■ Selected excerpt ■

=-=-=-=-=

THIS IS A RUSH TRANSCRIPT. THIS COPY MAY NOT BE IN ITS FINAL FORM AND MAY BE UPDATED.
AARON BROWN, CNN ANCHOR: We've told you many times that at the World Trade Center 50,000 people came to work every day. Thousands more would pass through the center for a variety of business reasons. It was so big had its own zip code. And today, even, thousand of pieces of mail continue to get delivered to post offices in New York.
For more on how they handle that. here is CNN's Beth Nissen.
BETH NISSEN, CNN CORRESPONDENT (voice-over): There were some of the highest prestige business addresses in the world -- One World Trade Center, Two World Trade Center, seven Trade Center buildings in all.
The business headquarters for more than 1,000 companies and organizations. A complex so large it had its own zip code, 10048.
PAT MCGOVERN, U.S. POSTAL SERVICE: The World Trade Center complex received about 85,000 pieces of mail a day. We have 7 letter carriers that deliver to that complex alone. Seven carrier routes in there. That's more than many American cities have.
NISSEN: The World Trade Center letter carriers ,all of whom escaped unharmed on September 11. Rescued a million pieces of dusty mail and quickly set up a sorting station in the city's main post office. They go through trays and bins and carts full of mail for World Trade Center addresses that no longer exist. Mail addressed to people they saw every day, to people they don't know if they will ever see again.
UNIDENTIFIED MALE: I see the address. I see the name, and I see those people's faces. It affects us deeply. You know, we don't know who is gone and who is not gone. We have that on our mind every day.
NISSEN: For 27 years Emma Thornton delivered mail from the 78th floor to 110th floor of the North Tower.
UNIDENTIFIED FEMALE: Every room, every room I went to, every suite I went to, I knew somebody.

=-=-=-=-=

■ Data supplied ■
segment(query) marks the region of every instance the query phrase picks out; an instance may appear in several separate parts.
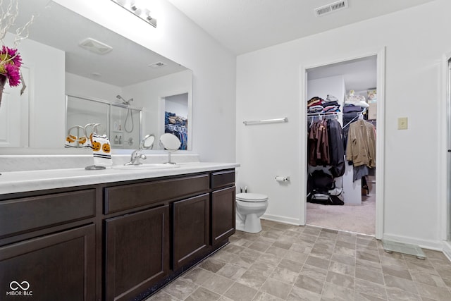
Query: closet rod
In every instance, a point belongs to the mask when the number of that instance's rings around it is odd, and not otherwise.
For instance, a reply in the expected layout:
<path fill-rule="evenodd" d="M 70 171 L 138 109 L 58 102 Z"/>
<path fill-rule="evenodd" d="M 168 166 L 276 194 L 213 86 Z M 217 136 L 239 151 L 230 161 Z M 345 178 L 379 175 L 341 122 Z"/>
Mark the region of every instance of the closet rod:
<path fill-rule="evenodd" d="M 242 123 L 245 123 L 245 125 L 252 125 L 252 124 L 261 124 L 261 123 L 276 123 L 280 122 L 288 122 L 288 117 L 284 117 L 283 118 L 276 118 L 276 119 L 264 119 L 261 121 L 244 121 Z"/>
<path fill-rule="evenodd" d="M 328 113 L 307 113 L 307 117 L 316 117 L 316 116 L 337 116 L 339 112 L 328 112 Z"/>

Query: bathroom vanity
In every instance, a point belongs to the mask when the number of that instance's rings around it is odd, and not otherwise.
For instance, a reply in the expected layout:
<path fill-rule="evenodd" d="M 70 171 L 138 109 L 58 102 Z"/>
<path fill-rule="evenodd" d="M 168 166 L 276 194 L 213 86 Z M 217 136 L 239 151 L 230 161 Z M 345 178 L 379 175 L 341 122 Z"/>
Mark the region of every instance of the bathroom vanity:
<path fill-rule="evenodd" d="M 228 243 L 237 166 L 4 173 L 1 299 L 145 298 Z"/>

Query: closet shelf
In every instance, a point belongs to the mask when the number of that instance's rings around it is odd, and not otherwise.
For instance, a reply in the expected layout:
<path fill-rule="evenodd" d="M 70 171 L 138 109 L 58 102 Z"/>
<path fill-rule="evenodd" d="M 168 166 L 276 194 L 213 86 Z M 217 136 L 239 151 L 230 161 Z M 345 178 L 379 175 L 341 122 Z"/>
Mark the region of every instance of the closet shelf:
<path fill-rule="evenodd" d="M 288 122 L 288 117 L 284 117 L 283 118 L 275 118 L 275 119 L 264 119 L 259 121 L 244 121 L 242 123 L 245 125 L 252 125 L 252 124 L 261 124 L 261 123 L 278 123 L 283 122 Z"/>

=-=-=-=-=

■ Exercise prompt ■
Using the transcript about World Trade Center mail, answer these:
1. What zip code did the World Trade Center complex have?
2. About how many pieces of mail did the complex receive each day?
3. For how many years did Emma Thornton deliver mail in the North Tower?
The data plays no part in this work.

■ Solution below ■
1. 10048
2. About 85,000
3. 27 years